List every line of the records that contains the word "positive", matching case exactly.

(SOURCE INFORMATION begins)

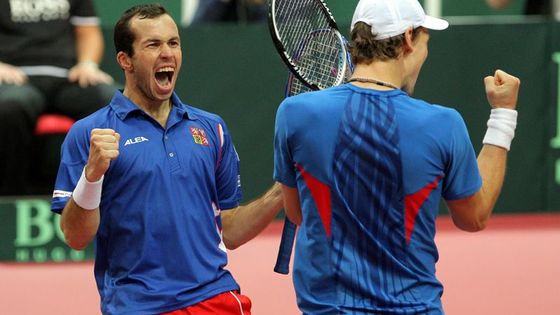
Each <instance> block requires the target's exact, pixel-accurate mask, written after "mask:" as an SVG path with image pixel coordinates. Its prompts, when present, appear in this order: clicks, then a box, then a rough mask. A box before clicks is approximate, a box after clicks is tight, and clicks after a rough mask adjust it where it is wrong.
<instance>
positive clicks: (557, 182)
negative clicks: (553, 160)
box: [550, 52, 560, 185]
mask: <svg viewBox="0 0 560 315" xmlns="http://www.w3.org/2000/svg"><path fill="white" fill-rule="evenodd" d="M552 61H554V62H555V63H556V65H557V68H558V71H557V73H558V77H557V80H556V81H557V85H556V136H555V137H554V138H552V139H551V140H550V147H551V148H553V149H560V52H556V53H554V54H552ZM555 165H556V166H555V169H556V170H555V174H556V176H555V180H556V184H558V185H560V159H559V160H556V164H555Z"/></svg>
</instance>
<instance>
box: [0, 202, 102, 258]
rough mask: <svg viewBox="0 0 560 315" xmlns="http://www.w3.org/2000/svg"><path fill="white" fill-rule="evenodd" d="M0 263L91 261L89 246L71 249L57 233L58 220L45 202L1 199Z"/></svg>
mask: <svg viewBox="0 0 560 315" xmlns="http://www.w3.org/2000/svg"><path fill="white" fill-rule="evenodd" d="M0 222H2V223H1V225H0V235H1V236H2V237H0V261H15V262H39V263H40V262H64V261H83V260H89V259H92V258H93V248H92V246H90V247H88V248H86V250H83V251H76V250H73V249H71V248H70V247H68V246H67V245H66V243H65V242H64V235H63V234H62V231H61V230H60V227H59V226H60V216H59V215H58V214H55V213H53V212H52V211H51V206H50V200H48V199H44V198H18V199H15V198H5V199H0Z"/></svg>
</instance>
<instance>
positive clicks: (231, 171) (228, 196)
mask: <svg viewBox="0 0 560 315" xmlns="http://www.w3.org/2000/svg"><path fill="white" fill-rule="evenodd" d="M216 128H217V129H218V132H217V134H218V136H219V137H220V139H219V145H220V147H219V149H218V150H219V154H218V164H217V168H216V189H217V191H218V203H219V207H220V209H232V208H236V207H237V206H239V202H240V200H241V198H242V190H241V175H240V172H239V156H238V154H237V151H236V150H235V146H234V144H233V140H232V138H231V135H230V133H229V131H228V129H227V127H226V125H225V123H224V122H223V121H221V122H219V123H218V124H217V125H216Z"/></svg>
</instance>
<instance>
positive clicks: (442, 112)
mask: <svg viewBox="0 0 560 315" xmlns="http://www.w3.org/2000/svg"><path fill="white" fill-rule="evenodd" d="M274 153H275V154H274V162H275V163H274V164H275V166H274V178H275V180H277V181H278V182H281V183H283V184H284V185H287V186H290V187H297V189H298V193H299V198H300V205H301V210H302V217H303V221H302V225H301V226H300V228H299V230H298V234H297V238H296V245H295V246H296V249H295V260H294V273H293V280H294V286H295V290H296V296H297V302H298V306H299V308H300V309H301V310H302V312H303V313H304V314H314V315H318V314H409V315H410V314H443V309H442V306H441V300H440V297H441V295H442V292H443V289H442V285H441V283H440V282H439V281H438V280H437V278H436V276H435V263H436V261H437V259H438V252H437V248H436V245H435V243H434V236H435V220H436V217H437V215H438V209H439V204H440V199H441V198H442V197H443V198H445V199H447V200H455V199H460V198H464V197H467V196H470V195H472V194H474V193H475V192H477V191H478V190H479V189H480V187H481V178H480V175H479V171H478V167H477V162H476V156H475V153H474V150H473V147H472V144H471V142H470V139H469V136H468V132H467V129H466V126H465V124H464V121H463V119H462V118H461V116H460V115H459V113H458V112H457V111H455V110H453V109H449V108H445V107H442V106H438V105H432V104H428V103H426V102H424V101H421V100H417V99H414V98H411V97H409V96H408V95H407V94H406V93H404V92H403V91H401V90H391V91H376V90H372V89H364V88H360V87H357V86H355V85H352V84H345V85H341V86H337V87H334V88H330V89H326V90H323V91H319V92H310V93H304V94H300V95H297V96H294V97H290V98H287V99H286V100H285V101H284V102H283V103H282V104H281V105H280V107H279V109H278V112H277V117H276V128H275V145H274Z"/></svg>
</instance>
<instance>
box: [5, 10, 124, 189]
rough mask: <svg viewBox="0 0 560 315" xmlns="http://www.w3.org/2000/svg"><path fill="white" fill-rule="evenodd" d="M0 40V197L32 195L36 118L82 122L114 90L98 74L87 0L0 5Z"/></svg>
mask: <svg viewBox="0 0 560 315" xmlns="http://www.w3.org/2000/svg"><path fill="white" fill-rule="evenodd" d="M0 41H1V42H2V43H3V44H2V45H0V132H1V133H2V135H3V136H2V137H1V138H0V195H21V194H29V193H34V192H33V191H30V189H29V183H28V173H29V169H30V163H32V162H34V160H33V159H34V158H36V157H33V158H32V157H31V156H30V155H31V154H30V146H31V143H32V142H31V141H32V138H33V132H34V128H35V125H36V122H37V118H38V117H39V116H40V115H41V114H42V113H45V112H50V113H58V114H63V115H66V116H69V117H71V118H73V119H79V118H82V117H85V116H86V115H88V114H90V113H91V112H93V111H95V110H96V109H98V108H100V107H102V106H103V105H105V104H106V103H108V101H109V100H110V99H111V97H112V95H113V93H114V91H115V89H116V86H114V85H113V79H112V78H111V76H110V75H108V74H107V73H105V72H103V71H101V70H100V69H99V67H98V65H99V62H100V61H101V58H102V55H103V49H104V41H103V34H102V32H101V29H100V26H99V18H98V17H97V16H96V12H95V10H94V5H93V2H92V0H72V1H71V0H0ZM53 181H54V178H53Z"/></svg>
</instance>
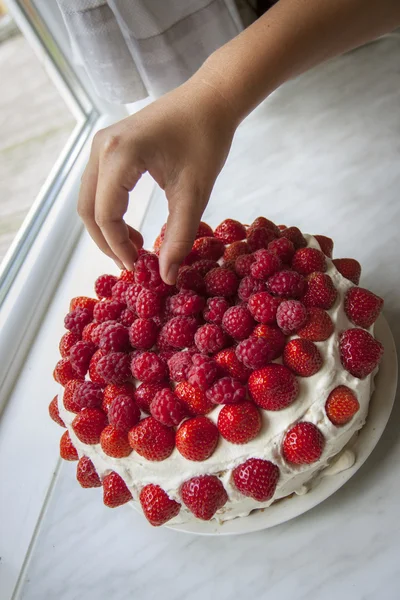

(SOURCE INFORMATION ends)

- _TASK ANSWER_:
positive clicks: (557, 182)
positive clicks: (231, 171) (228, 196)
positive clicks: (442, 112)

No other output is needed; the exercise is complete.